> [Exercise] Return the run of lines below that opens with the line containing "Target: narrow banner" and closes with the line containing "Each instance of the green stripe", keeping each one exact.

> [Supplied material]
──────

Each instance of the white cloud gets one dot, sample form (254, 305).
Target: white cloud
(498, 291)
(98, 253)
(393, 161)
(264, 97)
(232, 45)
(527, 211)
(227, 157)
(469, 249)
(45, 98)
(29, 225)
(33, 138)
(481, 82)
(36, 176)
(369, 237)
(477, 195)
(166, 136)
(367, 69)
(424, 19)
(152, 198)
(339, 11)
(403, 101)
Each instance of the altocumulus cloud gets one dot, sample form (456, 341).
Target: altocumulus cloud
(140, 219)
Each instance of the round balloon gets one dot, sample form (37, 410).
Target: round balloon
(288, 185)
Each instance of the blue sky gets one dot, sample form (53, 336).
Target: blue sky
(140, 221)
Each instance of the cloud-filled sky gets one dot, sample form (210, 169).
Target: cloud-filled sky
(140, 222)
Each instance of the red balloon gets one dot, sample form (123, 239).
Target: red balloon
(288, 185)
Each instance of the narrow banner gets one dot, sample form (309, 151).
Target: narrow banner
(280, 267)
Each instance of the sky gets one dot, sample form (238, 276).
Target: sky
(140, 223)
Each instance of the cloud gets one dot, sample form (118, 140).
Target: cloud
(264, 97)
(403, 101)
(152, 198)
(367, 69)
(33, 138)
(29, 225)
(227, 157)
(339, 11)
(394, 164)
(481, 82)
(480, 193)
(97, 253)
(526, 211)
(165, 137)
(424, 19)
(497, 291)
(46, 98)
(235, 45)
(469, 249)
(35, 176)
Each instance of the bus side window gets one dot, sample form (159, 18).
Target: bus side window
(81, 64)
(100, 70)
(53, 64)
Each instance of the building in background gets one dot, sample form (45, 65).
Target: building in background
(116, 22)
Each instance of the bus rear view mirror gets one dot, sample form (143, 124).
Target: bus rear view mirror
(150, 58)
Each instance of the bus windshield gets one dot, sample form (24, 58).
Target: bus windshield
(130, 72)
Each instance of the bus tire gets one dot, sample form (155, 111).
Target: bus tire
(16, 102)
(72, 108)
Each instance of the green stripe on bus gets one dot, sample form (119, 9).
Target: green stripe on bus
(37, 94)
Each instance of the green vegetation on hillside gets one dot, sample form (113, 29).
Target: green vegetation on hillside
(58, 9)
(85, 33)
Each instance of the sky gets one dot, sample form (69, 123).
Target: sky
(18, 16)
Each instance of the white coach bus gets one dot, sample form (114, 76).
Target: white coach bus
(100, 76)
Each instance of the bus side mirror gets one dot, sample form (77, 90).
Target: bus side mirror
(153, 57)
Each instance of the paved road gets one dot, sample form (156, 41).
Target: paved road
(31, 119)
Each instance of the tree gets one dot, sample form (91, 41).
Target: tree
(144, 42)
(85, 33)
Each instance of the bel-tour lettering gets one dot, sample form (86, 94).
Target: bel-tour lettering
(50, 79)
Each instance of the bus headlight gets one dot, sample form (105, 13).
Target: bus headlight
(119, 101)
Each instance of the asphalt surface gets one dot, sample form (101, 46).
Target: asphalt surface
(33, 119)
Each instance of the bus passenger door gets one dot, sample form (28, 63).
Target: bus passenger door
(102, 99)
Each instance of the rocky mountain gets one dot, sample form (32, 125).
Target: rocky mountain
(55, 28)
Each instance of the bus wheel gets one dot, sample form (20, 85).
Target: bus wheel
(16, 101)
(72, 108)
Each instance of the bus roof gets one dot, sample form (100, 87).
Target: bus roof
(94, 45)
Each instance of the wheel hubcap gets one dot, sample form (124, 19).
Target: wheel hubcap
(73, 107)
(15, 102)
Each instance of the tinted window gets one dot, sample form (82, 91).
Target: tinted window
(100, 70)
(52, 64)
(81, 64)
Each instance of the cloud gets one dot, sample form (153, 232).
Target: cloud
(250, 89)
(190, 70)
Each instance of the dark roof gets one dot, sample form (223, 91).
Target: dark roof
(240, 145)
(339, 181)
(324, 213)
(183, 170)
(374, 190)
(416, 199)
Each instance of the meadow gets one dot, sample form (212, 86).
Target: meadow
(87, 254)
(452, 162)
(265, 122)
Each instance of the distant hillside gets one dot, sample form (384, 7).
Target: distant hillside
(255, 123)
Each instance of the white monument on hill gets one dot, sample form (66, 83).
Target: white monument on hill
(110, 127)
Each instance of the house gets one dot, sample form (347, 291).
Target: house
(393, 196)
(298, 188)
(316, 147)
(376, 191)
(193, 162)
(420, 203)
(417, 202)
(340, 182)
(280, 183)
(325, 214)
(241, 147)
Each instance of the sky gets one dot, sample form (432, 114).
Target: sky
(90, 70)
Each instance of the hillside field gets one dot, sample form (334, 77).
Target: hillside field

──────

> [Expected answer]
Target: narrow banner
(280, 267)
Each instance of the sky gets one dot, sample form (238, 276).
Target: sky
(140, 223)
Each instance of the cloud gets one dot, sample form (118, 140).
Target: cloud
(264, 97)
(403, 101)
(152, 198)
(367, 69)
(33, 138)
(29, 225)
(227, 157)
(339, 11)
(394, 164)
(481, 82)
(480, 193)
(97, 253)
(526, 211)
(165, 137)
(424, 19)
(497, 291)
(46, 98)
(235, 45)
(469, 249)
(35, 176)
Each instance of the bus side window gets one dot, sample form (159, 18).
Target: bus side window
(81, 64)
(100, 70)
(53, 64)
Each instance of the building in background gets one dot, sample form (45, 65).
Target: building in background
(116, 22)
Each instance of the bus rear view mirror gets one dot, sample form (143, 124).
Target: bus rear view mirror
(150, 58)
Each instance of the bus windshield gets one dot, sample form (24, 58).
Target: bus windshield
(130, 72)
Each instance of the bus tire gets one dot, sample form (155, 111).
Target: bus tire
(16, 102)
(72, 108)
Each instance of the green stripe on bus gets one dot, sample form (119, 9).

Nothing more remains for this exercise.